### Required action A
According to the article on Serena Williams's return, what date does the tourney at London's Queen's club start?
### Required action B
Duplicate the passage of the Serena Williams article from "The 44-year-old is" to "been Serena’s oyster.".
### Required action C
In the Serena Williams article, the sentence beginning "Pose for" lists the things she has posed for or appeared in. List all of them.

Let the word spread – from tennis’ most humble valleys to the game’s highest peaks.

The queen is back. The GOAT is returning. Serena Williams will be playing doubles at the HSBC Championships at London’s Queen’s club, probably with the world No. 9, Canadian Victoria Mboko. The tourney starts on June 8.

The 44-year-old is almost certainly planning to play singles at Wimbledon, where she scored the last of her seven wins in 2016.

As for today, tennis is beside itself. As we noted in February, when we first started tracking this story, no one who’s ever picked up a tennis racket has ever stirred the pot like the female GOAT.

One year she has lunch with the Queen of England, then she steals the show at a princess’ wedding at a storybook castle. Last summer she crashed the induction ceremony at the Hall of Fame and showered her supposedly hated rival with adoration.

Come out on court in a biker suit. Why not? Pose for Sports Illustrated’s swimsuit issue, jaw-dropping Superbowl ads, the Met gala, red carpets and many a runway. The world has long been Serena’s oyster.

Time and again, Serena has given us her own benign kind of shock therapy. It’s in her DNA.

### Excerpted data
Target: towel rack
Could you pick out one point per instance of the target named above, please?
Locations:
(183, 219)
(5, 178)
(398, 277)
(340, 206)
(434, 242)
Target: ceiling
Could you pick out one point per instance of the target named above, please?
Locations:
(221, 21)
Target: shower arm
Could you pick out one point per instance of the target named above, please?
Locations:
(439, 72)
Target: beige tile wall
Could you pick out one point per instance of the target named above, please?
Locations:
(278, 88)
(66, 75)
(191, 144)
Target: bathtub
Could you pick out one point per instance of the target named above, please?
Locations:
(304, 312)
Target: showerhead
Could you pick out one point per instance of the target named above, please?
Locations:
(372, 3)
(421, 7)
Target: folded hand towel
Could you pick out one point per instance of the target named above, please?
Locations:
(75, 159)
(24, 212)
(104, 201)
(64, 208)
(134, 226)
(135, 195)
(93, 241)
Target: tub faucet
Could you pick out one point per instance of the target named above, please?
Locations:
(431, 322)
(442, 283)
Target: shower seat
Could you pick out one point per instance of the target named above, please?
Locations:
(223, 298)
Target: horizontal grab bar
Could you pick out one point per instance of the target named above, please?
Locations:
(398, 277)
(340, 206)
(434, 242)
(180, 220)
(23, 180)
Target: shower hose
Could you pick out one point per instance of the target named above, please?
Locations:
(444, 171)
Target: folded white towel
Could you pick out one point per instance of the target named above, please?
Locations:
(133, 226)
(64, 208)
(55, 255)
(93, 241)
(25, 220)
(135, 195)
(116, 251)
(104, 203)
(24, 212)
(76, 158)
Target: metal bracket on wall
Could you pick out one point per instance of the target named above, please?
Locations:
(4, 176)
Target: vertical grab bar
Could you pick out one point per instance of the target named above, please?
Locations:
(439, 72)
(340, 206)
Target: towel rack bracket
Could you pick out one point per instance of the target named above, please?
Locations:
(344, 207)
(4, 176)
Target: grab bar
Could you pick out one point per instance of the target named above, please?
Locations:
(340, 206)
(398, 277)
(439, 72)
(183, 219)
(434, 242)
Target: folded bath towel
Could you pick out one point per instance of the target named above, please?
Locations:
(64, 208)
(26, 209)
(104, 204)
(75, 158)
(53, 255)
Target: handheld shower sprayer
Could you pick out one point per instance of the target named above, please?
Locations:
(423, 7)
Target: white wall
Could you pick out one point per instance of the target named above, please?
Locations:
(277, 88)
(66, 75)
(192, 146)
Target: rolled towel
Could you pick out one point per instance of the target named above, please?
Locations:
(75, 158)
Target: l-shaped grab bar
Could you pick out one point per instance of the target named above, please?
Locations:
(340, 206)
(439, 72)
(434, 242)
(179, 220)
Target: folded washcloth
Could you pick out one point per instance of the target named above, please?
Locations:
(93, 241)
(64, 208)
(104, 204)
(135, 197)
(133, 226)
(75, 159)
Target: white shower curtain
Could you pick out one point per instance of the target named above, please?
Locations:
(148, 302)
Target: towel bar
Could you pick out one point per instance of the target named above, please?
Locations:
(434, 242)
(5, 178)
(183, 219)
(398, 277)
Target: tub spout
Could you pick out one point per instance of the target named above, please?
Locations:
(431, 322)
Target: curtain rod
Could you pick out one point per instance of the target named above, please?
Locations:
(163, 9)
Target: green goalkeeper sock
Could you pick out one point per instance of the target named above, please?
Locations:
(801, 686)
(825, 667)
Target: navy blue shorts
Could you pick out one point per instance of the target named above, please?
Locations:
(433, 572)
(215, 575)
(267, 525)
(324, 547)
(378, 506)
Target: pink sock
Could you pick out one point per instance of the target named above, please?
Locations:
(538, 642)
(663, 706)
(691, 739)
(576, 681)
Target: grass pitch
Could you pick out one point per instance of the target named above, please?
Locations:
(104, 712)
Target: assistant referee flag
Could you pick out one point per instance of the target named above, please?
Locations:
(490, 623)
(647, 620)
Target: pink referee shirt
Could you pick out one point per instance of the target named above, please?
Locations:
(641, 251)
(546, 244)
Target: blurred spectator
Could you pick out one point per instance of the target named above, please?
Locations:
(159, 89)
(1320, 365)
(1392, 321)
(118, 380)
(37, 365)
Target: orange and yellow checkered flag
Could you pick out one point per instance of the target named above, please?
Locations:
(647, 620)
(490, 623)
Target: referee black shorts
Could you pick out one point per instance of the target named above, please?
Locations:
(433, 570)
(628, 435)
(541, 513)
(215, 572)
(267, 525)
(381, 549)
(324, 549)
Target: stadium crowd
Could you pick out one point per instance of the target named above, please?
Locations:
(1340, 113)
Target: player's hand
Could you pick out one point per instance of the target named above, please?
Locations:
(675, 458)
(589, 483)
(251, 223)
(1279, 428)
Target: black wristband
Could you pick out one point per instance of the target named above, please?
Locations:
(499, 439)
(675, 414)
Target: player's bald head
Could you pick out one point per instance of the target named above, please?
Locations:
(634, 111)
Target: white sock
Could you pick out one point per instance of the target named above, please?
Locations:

### Answer section A
June 8

### Answer section B
The 44-year-old is almost certainly planning to play singles at Wimbledon, where she scored the last of her seven wins in 2016.

As for today, tennis is beside itself. As we noted in February, when we first started tracking this story, no one who’s ever picked up a tennis racket has ever stirred the pot like the female GOAT.

One year she has lunch with the Queen of England, then she steals the show at a princess’ wedding at a storybook castle. Last summer she crashed the induction ceremony at the Hall of Fame and showered her supposedly hated rival with adoration.

Come out on court in a biker suit. Why not? Pose for Sports Illustrated’s swimsuit issue, jaw-dropping Superbowl ads, the Met gala, red carpets and many a runway. The world has long been Serena’s oyster.

### Answer section C
- Sports Illustrated's swimsuit issue
- jaw-dropping Superbowl ads
- the Met gala
- red carpets
- many a runway